= EXERCISE OBJECTIVE =
Below are records; from the line containing "x=476, y=246" through the very last line, output each line exactly. No pictures.

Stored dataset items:
⟨
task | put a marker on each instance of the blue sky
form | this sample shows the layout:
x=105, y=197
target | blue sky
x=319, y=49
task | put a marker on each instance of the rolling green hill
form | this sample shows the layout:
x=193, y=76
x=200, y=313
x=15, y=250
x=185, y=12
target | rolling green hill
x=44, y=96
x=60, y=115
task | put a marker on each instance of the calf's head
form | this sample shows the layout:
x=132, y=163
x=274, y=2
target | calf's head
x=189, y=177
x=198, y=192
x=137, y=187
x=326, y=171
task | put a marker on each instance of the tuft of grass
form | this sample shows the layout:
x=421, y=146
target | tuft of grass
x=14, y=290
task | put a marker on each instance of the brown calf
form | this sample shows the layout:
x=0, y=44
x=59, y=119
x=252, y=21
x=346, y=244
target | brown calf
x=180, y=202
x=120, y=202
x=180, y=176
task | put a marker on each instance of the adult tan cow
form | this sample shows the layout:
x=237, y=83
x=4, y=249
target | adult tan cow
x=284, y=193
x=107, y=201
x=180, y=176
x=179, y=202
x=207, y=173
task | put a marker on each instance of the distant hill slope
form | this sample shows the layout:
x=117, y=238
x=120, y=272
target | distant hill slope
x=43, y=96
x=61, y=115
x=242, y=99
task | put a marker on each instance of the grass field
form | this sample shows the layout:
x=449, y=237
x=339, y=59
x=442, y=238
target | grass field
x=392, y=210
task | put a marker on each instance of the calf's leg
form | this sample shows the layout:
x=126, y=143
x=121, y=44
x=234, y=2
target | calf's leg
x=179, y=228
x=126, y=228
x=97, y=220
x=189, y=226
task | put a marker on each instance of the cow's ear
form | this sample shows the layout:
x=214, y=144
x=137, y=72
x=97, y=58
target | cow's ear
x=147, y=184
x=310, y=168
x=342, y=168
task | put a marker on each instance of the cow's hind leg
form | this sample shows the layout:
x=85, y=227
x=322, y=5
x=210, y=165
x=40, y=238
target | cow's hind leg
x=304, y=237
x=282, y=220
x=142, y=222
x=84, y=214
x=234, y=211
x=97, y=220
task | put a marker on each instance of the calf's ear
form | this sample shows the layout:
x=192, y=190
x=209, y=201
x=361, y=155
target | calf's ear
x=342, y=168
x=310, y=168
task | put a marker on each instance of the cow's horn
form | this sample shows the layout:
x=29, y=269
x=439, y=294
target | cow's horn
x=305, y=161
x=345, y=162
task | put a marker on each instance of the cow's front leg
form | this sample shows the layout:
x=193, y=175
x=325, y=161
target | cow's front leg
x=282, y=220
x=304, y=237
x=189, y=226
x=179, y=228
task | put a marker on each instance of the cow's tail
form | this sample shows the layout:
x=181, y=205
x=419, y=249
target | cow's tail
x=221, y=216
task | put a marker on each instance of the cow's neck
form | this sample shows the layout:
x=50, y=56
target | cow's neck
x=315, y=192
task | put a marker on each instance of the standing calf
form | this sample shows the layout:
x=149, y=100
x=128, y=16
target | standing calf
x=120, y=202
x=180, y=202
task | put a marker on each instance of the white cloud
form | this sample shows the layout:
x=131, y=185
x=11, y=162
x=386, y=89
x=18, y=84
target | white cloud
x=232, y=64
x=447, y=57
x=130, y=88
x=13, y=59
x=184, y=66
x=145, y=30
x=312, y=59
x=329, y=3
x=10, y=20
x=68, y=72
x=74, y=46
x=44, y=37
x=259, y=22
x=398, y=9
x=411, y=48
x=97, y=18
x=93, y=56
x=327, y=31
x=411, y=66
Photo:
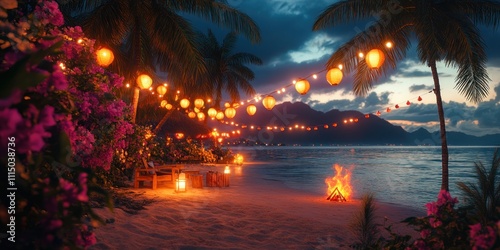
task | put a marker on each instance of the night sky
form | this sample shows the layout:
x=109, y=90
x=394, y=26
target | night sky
x=290, y=49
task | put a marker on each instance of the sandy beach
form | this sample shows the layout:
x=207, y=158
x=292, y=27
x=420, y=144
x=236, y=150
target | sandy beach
x=252, y=213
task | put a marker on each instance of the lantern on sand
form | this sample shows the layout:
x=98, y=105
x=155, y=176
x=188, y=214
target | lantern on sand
x=144, y=81
x=184, y=103
x=230, y=112
x=334, y=76
x=104, y=57
x=302, y=86
x=180, y=183
x=269, y=102
x=251, y=109
x=375, y=58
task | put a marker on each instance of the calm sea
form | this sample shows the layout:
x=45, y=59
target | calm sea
x=409, y=176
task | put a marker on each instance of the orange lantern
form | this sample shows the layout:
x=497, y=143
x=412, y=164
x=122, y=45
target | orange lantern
x=334, y=76
x=184, y=103
x=230, y=112
x=104, y=57
x=219, y=115
x=144, y=81
x=212, y=112
x=199, y=103
x=161, y=90
x=302, y=86
x=251, y=109
x=269, y=102
x=375, y=58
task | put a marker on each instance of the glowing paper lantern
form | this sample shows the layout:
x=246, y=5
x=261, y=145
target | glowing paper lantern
x=180, y=183
x=269, y=102
x=199, y=103
x=375, y=58
x=230, y=112
x=105, y=57
x=219, y=115
x=251, y=109
x=184, y=103
x=302, y=86
x=334, y=76
x=144, y=81
x=212, y=112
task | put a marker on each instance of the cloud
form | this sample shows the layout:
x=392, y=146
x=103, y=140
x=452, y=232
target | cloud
x=415, y=87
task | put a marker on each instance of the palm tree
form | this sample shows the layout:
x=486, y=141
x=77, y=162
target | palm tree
x=151, y=34
x=445, y=30
x=484, y=195
x=227, y=71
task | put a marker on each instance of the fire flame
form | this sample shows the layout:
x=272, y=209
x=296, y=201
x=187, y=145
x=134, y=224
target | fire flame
x=341, y=181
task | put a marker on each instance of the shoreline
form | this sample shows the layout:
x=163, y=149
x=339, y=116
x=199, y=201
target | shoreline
x=252, y=213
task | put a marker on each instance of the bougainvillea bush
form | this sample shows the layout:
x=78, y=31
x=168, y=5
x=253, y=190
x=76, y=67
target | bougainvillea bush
x=63, y=122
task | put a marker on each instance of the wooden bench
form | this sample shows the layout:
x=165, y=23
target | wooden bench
x=155, y=174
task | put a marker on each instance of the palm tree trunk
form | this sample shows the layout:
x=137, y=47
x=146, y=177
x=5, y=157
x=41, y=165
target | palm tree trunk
x=162, y=121
x=442, y=128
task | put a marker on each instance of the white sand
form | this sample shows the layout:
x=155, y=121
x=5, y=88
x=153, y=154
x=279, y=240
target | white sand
x=253, y=213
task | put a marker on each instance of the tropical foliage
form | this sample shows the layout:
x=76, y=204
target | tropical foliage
x=444, y=31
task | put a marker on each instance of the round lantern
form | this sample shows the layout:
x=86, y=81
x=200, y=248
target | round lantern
x=219, y=115
x=105, y=57
x=230, y=112
x=212, y=112
x=199, y=103
x=184, y=103
x=251, y=109
x=302, y=86
x=334, y=76
x=269, y=102
x=375, y=58
x=161, y=90
x=144, y=81
x=201, y=116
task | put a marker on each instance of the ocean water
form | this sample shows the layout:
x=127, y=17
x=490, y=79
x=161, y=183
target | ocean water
x=403, y=175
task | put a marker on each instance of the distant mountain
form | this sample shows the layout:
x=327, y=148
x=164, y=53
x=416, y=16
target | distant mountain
x=339, y=128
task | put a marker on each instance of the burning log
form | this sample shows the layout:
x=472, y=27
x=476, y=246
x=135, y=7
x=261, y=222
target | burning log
x=336, y=195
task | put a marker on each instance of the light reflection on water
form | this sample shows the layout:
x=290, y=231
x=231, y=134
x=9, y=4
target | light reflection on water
x=403, y=175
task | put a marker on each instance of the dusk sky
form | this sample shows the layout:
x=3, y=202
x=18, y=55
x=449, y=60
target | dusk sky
x=290, y=49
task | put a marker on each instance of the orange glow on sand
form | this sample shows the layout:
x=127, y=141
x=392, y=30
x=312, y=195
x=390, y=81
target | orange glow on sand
x=340, y=183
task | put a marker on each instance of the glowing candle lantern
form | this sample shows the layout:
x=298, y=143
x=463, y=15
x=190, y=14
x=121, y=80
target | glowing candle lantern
x=212, y=112
x=199, y=103
x=334, y=76
x=251, y=109
x=144, y=81
x=161, y=90
x=184, y=103
x=219, y=116
x=104, y=57
x=230, y=112
x=302, y=86
x=201, y=116
x=180, y=183
x=269, y=102
x=375, y=58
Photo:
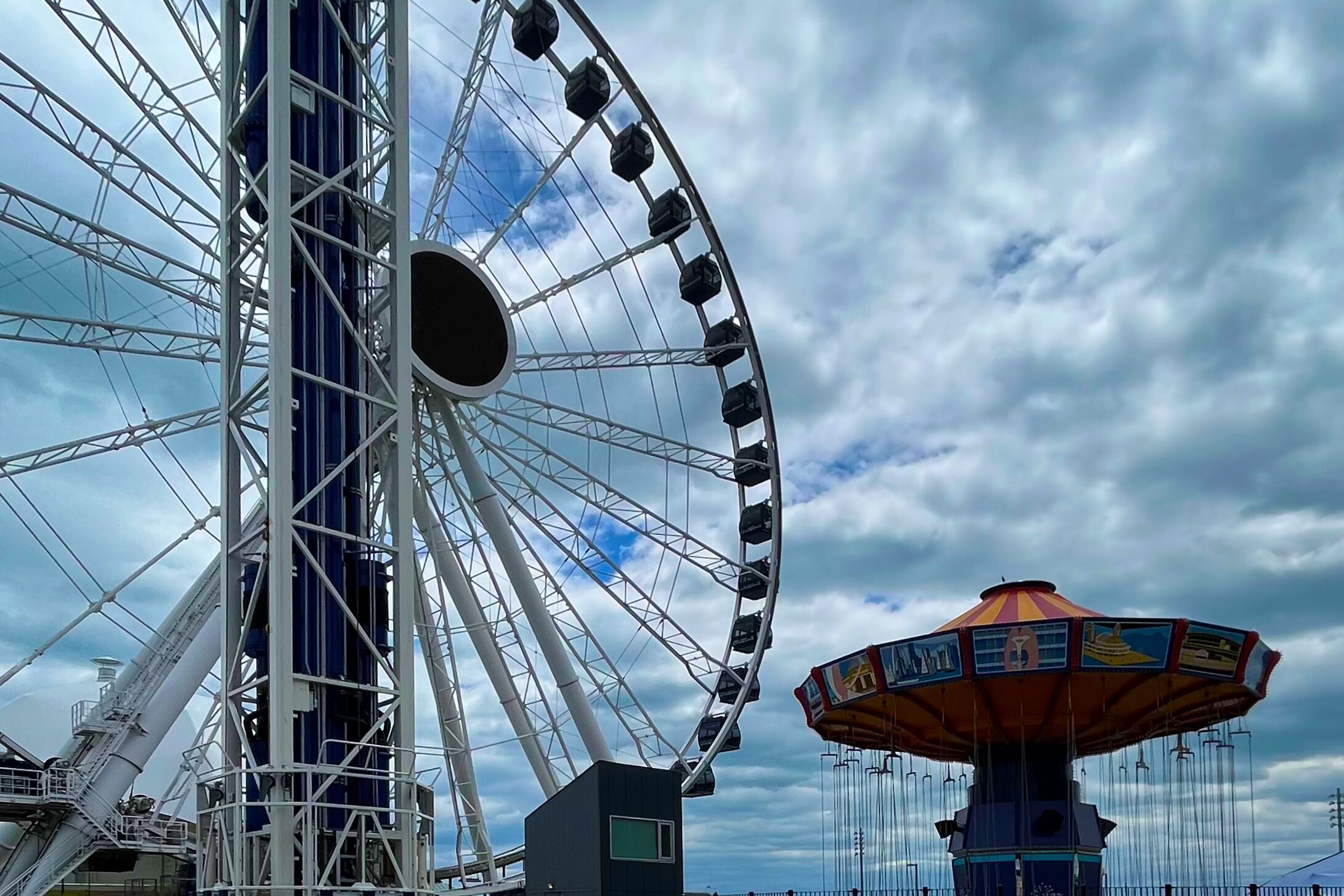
⟩
= TASK SOLUTION =
x=476, y=246
x=135, y=7
x=261, y=222
target | burning log
x=336, y=195
task | put a marker on each instance of the light reflection on water
form | this sample shows the layout:
x=290, y=231
x=231, y=134
x=9, y=4
target | light reflection on water
x=403, y=175
task | put a marker on each instance of the dusk sky
form | this sample shows the layout:
x=3, y=202
x=18, y=55
x=449, y=60
target | dusk sky
x=290, y=49
task | put a marker on each instance of the orange glow on sand
form | this sample shows the layout:
x=127, y=141
x=392, y=30
x=312, y=195
x=390, y=81
target | orange glow on sand
x=340, y=183
task | put a marker on each instance of the glowing candle lantern
form | this sample shows the layout:
x=298, y=143
x=463, y=15
x=190, y=14
x=121, y=80
target | glowing candle lantern
x=212, y=112
x=199, y=103
x=334, y=76
x=251, y=109
x=144, y=81
x=161, y=90
x=184, y=103
x=219, y=116
x=104, y=57
x=230, y=112
x=302, y=86
x=201, y=116
x=180, y=183
x=269, y=102
x=375, y=58
Photo:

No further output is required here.